Extrait présenté
"""

Moltke-Hvitfeldt, Gebhard Léon BREV TIL: Rosenørn-Lehn, Otto Ditlev FRA: Moltke-Hvitfeldt, Gebhard Léon (1870-06-04)

Grev Moltke-Hvitfeldt, Gesandt i Paris, til Udenrigsminister Baron Rosenørn-Lehn.
Paris, 4 juin 1870.

Monsieur le Baron,

J’ai profité d’un entretien que j’ai eu avant hier avec monsieur le Ministre des Affaires étrangères pour aborder la question du Nord-Slesvic qui lui est naturellement parfaitement connue. Désirant pouvoir faire connaître à Votre Excellence dans quel sens M. le duc de Gramont s’exprime dans cette question depuis que le portefeuille des Affaires étrangères lui est confié, je lui ai demandé si l’on était à ce sujet toujours dans les mêmes dispositions à Berlin ou plutôt si l’absence de toutes dispositions y était encore la même. »Assurément«, me répondit le duc, »et vous pouvez être certain que la Prusse n’exécutera jamais bénévolement l’article 5 conformément à l’esprit dans lequel il est conçu. Aucune influence n’amènera de résultat dans cette question, pas même celle de l’Empereur Alexandre qui, comme vous le savez, a cherché à se faire valoir à la suite de la démarche fort inopportune du général Fleury cet hiver. La question de l’exécution de l’article 5 est inabordable présentement, elle ne pourra être résolue que lorsqu’un jour la situation de l’Europe se modifiera.«

Ayant fait connaître à monsieur de Gramont dans quels termes s’étaient successivement exprimés vis à vis de moi, à l’égard de cette question, M. le comte Daru et monsieur Emile Ollivier et lui ayant dit que j’avais souvent été étonné de ce que monsieur de Bismarck n’ait pas voulu écarter cette épée de Damoclès pouvant menacer d’un instant à l’autre la paix de l’Europe, M. le Ministre me répondit: »Je suis parfaitement de votre avis, l’inexécution de l’article 5 est, comme vous le dites, une épée de Damoclès pour la Prusse; aussi vous n’ignorez pas et on ne doit pas ignorer à Copenhague que nous ne pouvons désirer bien vivement la solution de cette question. Elle est de celles qui ne meurents. 448pas et je crois qu’il est infiniment plus avantageux pour le Danemark que les pourparlers avec la Prusse soient suspendus que si cette puissance vous avait posé une sorte d’ultimatum que vous n’auriez probablement pas pu accepter.«

J’ai cru devoir exprimer à M. le duc de Gramont, ainsi que je l’avais fait dans le temps à monsieur Daru mes regrets de voir que le gouvernement impérial ne considérait pas la solution de la question du Nord-Slesvic comme étant conforme aux intérêts de sa politique; car pour le Danemark, dis-je au duc, cette solution est d’une importance vitale.

"""

Jeu de données
"""

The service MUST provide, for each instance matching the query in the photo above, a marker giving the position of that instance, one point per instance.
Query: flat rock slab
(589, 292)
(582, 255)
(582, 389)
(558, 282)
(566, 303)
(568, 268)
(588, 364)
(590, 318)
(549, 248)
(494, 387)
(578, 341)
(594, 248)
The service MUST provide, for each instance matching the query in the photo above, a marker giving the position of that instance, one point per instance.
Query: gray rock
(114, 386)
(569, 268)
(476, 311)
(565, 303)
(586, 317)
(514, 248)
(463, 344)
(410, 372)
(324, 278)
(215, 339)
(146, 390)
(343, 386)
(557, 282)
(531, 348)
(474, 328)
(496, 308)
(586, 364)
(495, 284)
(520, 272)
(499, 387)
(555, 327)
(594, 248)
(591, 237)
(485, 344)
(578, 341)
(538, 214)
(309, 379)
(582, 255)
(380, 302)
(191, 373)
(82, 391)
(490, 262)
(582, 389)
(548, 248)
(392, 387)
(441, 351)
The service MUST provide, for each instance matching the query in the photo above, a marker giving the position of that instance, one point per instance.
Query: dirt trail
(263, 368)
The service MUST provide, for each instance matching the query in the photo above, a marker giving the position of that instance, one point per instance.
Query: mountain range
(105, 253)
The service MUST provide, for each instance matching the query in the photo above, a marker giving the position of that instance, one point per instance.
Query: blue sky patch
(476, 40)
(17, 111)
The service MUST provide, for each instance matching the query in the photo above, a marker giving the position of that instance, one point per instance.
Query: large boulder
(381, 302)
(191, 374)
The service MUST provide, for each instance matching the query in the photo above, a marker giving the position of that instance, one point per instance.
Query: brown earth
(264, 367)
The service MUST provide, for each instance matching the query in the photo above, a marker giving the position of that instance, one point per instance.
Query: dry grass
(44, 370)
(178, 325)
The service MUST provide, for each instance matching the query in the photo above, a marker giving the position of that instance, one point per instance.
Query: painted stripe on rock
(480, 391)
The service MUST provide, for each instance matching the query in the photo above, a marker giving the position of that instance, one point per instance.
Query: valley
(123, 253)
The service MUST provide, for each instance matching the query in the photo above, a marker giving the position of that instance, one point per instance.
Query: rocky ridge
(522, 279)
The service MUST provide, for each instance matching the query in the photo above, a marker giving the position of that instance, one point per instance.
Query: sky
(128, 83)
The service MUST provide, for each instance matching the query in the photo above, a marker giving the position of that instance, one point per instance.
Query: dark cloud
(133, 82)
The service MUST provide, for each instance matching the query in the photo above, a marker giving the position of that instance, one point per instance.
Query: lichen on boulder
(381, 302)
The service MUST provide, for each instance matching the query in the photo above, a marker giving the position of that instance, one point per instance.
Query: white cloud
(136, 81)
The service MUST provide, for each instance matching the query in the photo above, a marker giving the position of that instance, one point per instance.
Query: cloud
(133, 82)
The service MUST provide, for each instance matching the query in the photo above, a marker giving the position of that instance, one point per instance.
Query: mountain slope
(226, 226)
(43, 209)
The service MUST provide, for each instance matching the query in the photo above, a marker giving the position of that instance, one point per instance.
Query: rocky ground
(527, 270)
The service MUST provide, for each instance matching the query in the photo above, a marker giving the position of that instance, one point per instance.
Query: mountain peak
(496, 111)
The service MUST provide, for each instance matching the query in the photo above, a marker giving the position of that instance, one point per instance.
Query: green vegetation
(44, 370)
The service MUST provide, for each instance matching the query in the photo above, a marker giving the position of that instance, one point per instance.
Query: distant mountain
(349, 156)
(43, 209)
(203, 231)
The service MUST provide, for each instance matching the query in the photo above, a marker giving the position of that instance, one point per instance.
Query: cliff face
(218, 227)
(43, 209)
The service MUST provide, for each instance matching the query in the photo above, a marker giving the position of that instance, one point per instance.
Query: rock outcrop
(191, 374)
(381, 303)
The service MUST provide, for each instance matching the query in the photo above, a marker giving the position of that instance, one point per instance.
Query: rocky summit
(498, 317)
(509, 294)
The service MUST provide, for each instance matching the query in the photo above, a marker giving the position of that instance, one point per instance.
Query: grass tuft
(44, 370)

"""

À faire
• A. Relevez toutes les lignes de la liste qui contiennent le mot "rocky".
• B. Poursuivez la lettre sur la question du Nord-Slesvic à partir de sa dernière phrase.

Réponses
• A.
Query: rocky ridge
Query: rocky ground
Query: rocky summit

• B.
En émettant l’avis que la solution de la question qui nous intéresse si directement est subordonnée à une modification de la situation de l’Europe, il semble probable que la pensée de M. le duc de Gramont s’est portée sur la nécessité de l’existence de certaines conditions pouvant autoriser l’espoir d’exercer avec succès une pression à Berlin. Ces conditions existeraient en deux cas: si l’on avait ici l’assurance certaine qu’en cas de conflit, on put compter sur la neutralité de la Russie, ou si la situation de l’Autriche se développait de manière à ce qu’il fût permis d’espérer qu’au jour de l’action la coopération de cette puissance serait un poids réel jeté dans la balance. — Jusqu’ici malheureusement un tel espoir ne serait pas justifié.

L. Moltke-Hvitfeldt.

Depeche Nr. 43.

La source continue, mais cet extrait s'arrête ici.